--- Document excerpt ---

David Chen and Jo McGinty, New York Times; Mayor Falls Far Short of a Vow on Diversity:
"Since winning a third term in November, Mayor Michael R. Bloomberg has announced a parade of major appointments: bringing aboard three new deputy mayors and six commissioners and trumpeting most of those arrivals in the Blue Room at City Hall.
All nine are white. All but one is a man.
Those selections are hardly anomalous. Despite a pledge he made when he took office to make diversity a hallmark of his administration, Mr. Bloomberg has consistently surrounded himself with a predominantly white and male coterie of key policy makers, according to an analysis of personnel data by The New York Times.
The city’s non-Hispanic white population is now 35 percent, because of an influx of nonwhite immigrants and other demographic changes in the past two decades.
But Mr. Bloomberg presides over an administration in which more than 70 percent of the senior jobs are held by whites, and he has failed to improve on the oft-criticized diversity record of Mayor Rudolph W. Giuliani.
“Obviously, it demonstrates no greater commitment under Bloomberg than there was under Giuliani in appointing minorities to high-level positions in government,” said Abraham May Jr., executive director of the city’s Equal Employment Practices Commission, an independent agency that monitors diversity and discrimination in city government.

---

*Written exercise 1*
Which people are named in the excerpt about Mayor Bloomberg's appointments?
The news excerpt and the entries after it have nothing to do with each other.

--- Material shown ---

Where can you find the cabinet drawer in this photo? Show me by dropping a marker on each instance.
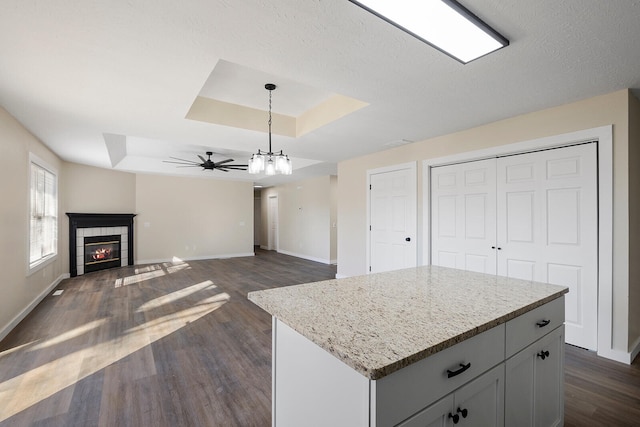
(531, 326)
(398, 396)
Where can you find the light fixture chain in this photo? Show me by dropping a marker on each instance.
(270, 152)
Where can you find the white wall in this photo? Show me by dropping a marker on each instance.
(20, 290)
(590, 113)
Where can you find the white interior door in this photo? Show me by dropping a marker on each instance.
(463, 215)
(393, 220)
(544, 211)
(548, 229)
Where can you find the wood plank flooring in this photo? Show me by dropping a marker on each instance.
(178, 344)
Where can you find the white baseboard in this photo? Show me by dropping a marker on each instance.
(620, 356)
(198, 258)
(635, 350)
(14, 322)
(307, 257)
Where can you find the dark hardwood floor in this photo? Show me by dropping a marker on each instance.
(178, 344)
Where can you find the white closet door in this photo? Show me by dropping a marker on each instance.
(548, 229)
(393, 219)
(463, 215)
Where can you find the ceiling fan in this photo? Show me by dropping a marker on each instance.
(207, 164)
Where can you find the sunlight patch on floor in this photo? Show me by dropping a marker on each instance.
(174, 296)
(76, 332)
(25, 390)
(131, 280)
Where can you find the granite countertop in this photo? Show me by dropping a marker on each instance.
(380, 323)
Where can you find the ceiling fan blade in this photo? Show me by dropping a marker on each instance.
(183, 160)
(180, 163)
(223, 162)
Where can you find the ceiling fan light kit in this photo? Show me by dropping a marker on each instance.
(270, 163)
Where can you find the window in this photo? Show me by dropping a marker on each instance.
(43, 221)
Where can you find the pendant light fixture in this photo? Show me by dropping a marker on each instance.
(271, 163)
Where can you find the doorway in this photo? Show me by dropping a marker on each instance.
(272, 234)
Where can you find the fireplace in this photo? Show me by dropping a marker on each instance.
(99, 241)
(101, 252)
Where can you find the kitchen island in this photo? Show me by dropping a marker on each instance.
(421, 346)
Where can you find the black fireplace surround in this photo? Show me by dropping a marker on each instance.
(90, 220)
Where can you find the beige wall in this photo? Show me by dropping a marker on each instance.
(634, 220)
(334, 218)
(97, 190)
(304, 218)
(192, 218)
(20, 290)
(594, 112)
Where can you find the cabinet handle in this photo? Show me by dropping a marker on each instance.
(459, 371)
(463, 412)
(543, 354)
(543, 323)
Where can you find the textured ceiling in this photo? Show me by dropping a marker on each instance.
(110, 83)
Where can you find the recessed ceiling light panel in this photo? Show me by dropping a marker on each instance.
(444, 24)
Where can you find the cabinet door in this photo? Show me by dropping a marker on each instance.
(481, 402)
(436, 415)
(535, 383)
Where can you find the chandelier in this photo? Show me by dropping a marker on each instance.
(271, 163)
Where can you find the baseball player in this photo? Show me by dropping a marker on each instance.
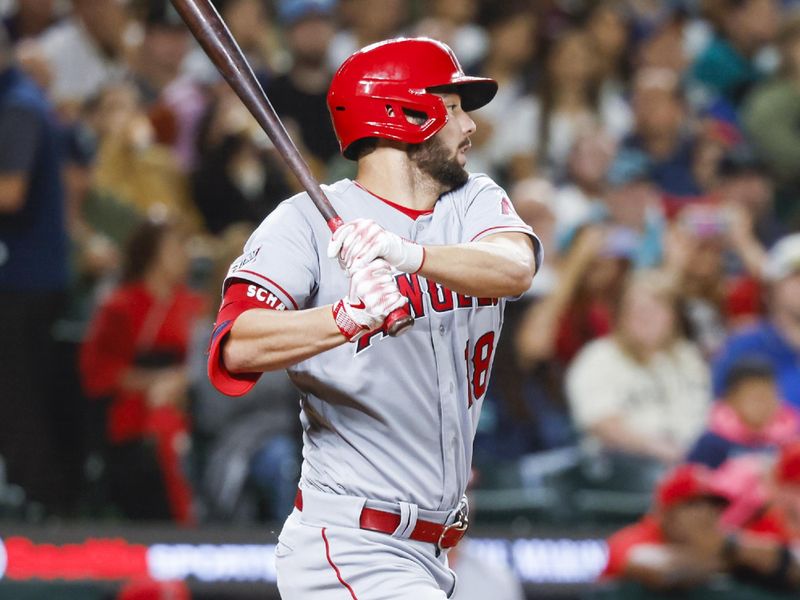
(388, 422)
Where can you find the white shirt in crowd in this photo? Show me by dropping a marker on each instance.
(668, 397)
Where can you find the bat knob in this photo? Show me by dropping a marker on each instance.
(398, 321)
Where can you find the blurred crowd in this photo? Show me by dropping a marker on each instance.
(654, 146)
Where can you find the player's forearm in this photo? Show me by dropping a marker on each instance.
(268, 340)
(485, 269)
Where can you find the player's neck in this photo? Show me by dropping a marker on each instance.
(392, 176)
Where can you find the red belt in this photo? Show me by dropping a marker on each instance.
(442, 536)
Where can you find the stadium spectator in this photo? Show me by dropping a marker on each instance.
(765, 494)
(644, 390)
(776, 338)
(236, 162)
(569, 99)
(729, 66)
(510, 60)
(131, 165)
(681, 544)
(745, 184)
(133, 363)
(298, 95)
(581, 196)
(580, 307)
(251, 25)
(33, 277)
(660, 135)
(698, 248)
(453, 22)
(86, 51)
(31, 18)
(608, 26)
(365, 22)
(173, 103)
(771, 113)
(750, 417)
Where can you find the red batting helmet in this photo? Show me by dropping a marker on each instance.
(375, 91)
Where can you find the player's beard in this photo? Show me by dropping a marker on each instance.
(433, 158)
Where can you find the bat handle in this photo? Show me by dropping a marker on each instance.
(398, 321)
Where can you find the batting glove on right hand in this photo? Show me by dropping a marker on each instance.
(373, 295)
(359, 241)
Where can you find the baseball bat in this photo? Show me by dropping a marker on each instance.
(210, 31)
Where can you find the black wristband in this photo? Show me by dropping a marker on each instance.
(778, 576)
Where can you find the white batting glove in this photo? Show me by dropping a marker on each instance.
(359, 241)
(373, 295)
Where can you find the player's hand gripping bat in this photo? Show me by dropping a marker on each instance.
(211, 32)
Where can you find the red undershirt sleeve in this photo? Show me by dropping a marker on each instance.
(239, 296)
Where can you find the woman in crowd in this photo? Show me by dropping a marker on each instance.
(133, 361)
(644, 390)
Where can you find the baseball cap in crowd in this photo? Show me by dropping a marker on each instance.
(629, 165)
(292, 11)
(741, 160)
(787, 468)
(687, 482)
(783, 259)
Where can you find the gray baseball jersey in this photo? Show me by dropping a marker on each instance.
(388, 418)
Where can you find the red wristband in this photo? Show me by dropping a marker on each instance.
(349, 328)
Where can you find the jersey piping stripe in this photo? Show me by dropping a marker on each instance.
(335, 568)
(411, 213)
(527, 230)
(268, 280)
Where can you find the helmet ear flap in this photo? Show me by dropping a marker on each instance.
(385, 91)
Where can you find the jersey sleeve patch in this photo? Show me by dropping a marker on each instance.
(239, 297)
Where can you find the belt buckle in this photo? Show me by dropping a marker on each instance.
(461, 524)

---

*Written exercise 2*
Rewrite the entries from the line containing "Where can you find the black wristband" down to the end of the entries. Swap "wristband" for "sweatband", keep everything else the same, and return only those lines.

*Written answer 1*
David Chen
Jo McGinty
Michael R. Bloomberg
Rudolph W. Giuliani
Abraham May Jr.

*Written answer 2*
Where can you find the black sweatband in this photo? Show me by dropping a marker on each instance.
(778, 576)
Where can you find the white batting glove in this photo? Show me by dropping a marker on each instance.
(359, 241)
(373, 295)
Where can you find the player's hand gripping bat in this photo? Show me by dropping a marker on each instance.
(211, 32)
Where can you find the red undershirt sleeve in this photo? Show me by dropping a marker on each instance.
(239, 296)
Where can you find the woman in crowd in this photo? Show me by dropping a marker on each instance.
(133, 361)
(644, 390)
Where can you find the baseball cap in crowd in this photo? Show me by dropping a marker on each instance.
(629, 165)
(292, 11)
(741, 160)
(787, 468)
(687, 482)
(783, 259)
Where can you find the gray baseball jersey in this photo? Show me by dropping a marker on each instance.
(388, 418)
Where can you find the red sweatband in this photo? Show me by dropping a marker on each instance.
(349, 328)
Where can you find the jersey piping stripe in this photo? Show me by dropping a marker on each instance.
(335, 568)
(411, 213)
(527, 230)
(268, 280)
Where can you find the helmet ear flap in this photo? Show me by dropping a marker on each instance.
(385, 91)
Where can you find the jersey sleeve patch in this photo? Show me by dropping a marker on each instance.
(239, 297)
Where can you find the belt buckle in this photo? Show me by dropping a marker on each instance.
(461, 524)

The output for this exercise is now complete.